Estonie : un gouvernement européen de plus s’allie à l’extrême-droite

, par Alexis Vannier

Estonie : un gouvernement européen de plus s'allie à l'extrême-droite
Crédits photo : Bex Walton / Source : Flickr Le parlement estonien ou Riigikogu.

Un mois aura suffi à l’Estonie pour se trouver un gouvernement, après les élections législatives du 3 mars 2019. Comme en Lettonie voisine, le parti victorieux a été écarté du gouvernement et, comme en Lettonie, l’extrême-droite fait son entrée au gouvernement.

Estonie : une bonne santé économique mais une gouvernance difficile

Le pays, réputé pour son avancée dans le domaine des technologies, le vote électronique y a été introduit en 2005, fait figure de bon élève dans l’économie européenne. Avec une dette représentant 9,5% du PIB (quand en France elle en représente plus de 95%), un taux de chômage aux alentours des 5% et une 18ème place dans le classement mondial de la corruption, la stabilité économique de l’Estonie fait des envieux. Cette situation contraste avec les remous que connait la politique du pays depuis trois ans.

Données fournies:
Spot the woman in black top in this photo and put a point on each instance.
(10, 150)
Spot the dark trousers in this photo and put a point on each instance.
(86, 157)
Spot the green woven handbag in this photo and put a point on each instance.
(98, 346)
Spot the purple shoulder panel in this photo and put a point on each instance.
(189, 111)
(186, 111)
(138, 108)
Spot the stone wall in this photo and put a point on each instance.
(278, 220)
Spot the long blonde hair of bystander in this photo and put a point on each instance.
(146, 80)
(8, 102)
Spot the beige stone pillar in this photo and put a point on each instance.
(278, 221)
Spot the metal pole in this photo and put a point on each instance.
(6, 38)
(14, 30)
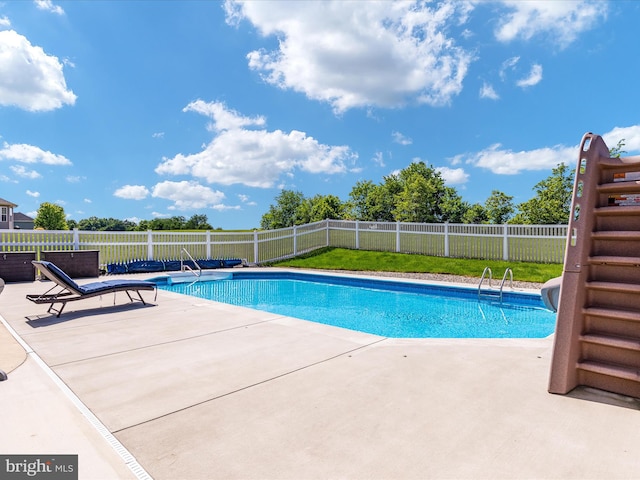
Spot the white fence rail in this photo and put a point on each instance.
(527, 243)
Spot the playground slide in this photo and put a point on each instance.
(597, 339)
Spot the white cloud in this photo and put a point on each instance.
(49, 6)
(534, 77)
(21, 171)
(21, 152)
(503, 161)
(563, 21)
(378, 159)
(132, 192)
(223, 117)
(453, 176)
(188, 195)
(360, 54)
(245, 199)
(75, 178)
(31, 79)
(507, 162)
(508, 65)
(487, 91)
(401, 139)
(630, 136)
(256, 158)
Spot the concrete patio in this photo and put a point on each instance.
(194, 389)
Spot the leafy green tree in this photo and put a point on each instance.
(171, 223)
(421, 196)
(453, 207)
(362, 201)
(475, 214)
(106, 224)
(499, 207)
(50, 217)
(283, 213)
(198, 222)
(552, 203)
(321, 207)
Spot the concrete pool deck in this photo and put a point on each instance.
(194, 389)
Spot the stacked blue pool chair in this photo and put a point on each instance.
(152, 266)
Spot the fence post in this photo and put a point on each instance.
(328, 236)
(149, 244)
(446, 239)
(255, 246)
(505, 242)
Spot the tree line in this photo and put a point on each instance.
(415, 194)
(418, 194)
(52, 217)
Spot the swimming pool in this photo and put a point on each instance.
(378, 306)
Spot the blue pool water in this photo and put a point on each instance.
(381, 307)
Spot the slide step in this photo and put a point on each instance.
(619, 187)
(628, 210)
(610, 341)
(614, 287)
(615, 260)
(611, 370)
(612, 314)
(625, 235)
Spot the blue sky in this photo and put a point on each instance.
(145, 109)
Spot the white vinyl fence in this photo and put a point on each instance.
(527, 243)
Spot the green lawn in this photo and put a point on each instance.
(361, 260)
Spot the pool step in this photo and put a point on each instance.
(490, 293)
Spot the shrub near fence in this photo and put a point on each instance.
(522, 243)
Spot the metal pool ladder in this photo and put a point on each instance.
(490, 293)
(184, 268)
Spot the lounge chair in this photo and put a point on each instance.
(70, 291)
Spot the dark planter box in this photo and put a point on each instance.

Consigne: Recopiez intégralement l'article ci-dessus sur le gouvernement estonien, sans y changer un seul mot ni signe.

Réponse complète:
Estonie : un gouvernement européen de plus s’allie à l’extrême-droite

, par Alexis Vannier

Estonie : un gouvernement européen de plus s'allie à l'extrême-droite
Crédits photo : Bex Walton / Source : Flickr Le parlement estonien ou Riigikogu.

Un mois aura suffi à l’Estonie pour se trouver un gouvernement, après les élections législatives du 3 mars 2019. Comme en Lettonie voisine, le parti victorieux a été écarté du gouvernement et, comme en Lettonie, l’extrême-droite fait son entrée au gouvernement.

Estonie : une bonne santé économique mais une gouvernance difficile

Le pays, réputé pour son avancée dans le domaine des technologies, le vote électronique y a été introduit en 2005, fait figure de bon élève dans l’économie européenne. Avec une dette représentant 9,5% du PIB (quand en France elle en représente plus de 95%), un taux de chômage aux alentours des 5% et une 18ème place dans le classement mondial de la corruption, la stabilité économique de l’Estonie fait des envieux. Cette situation contraste avec les remous que connait la politique du pays depuis trois ans.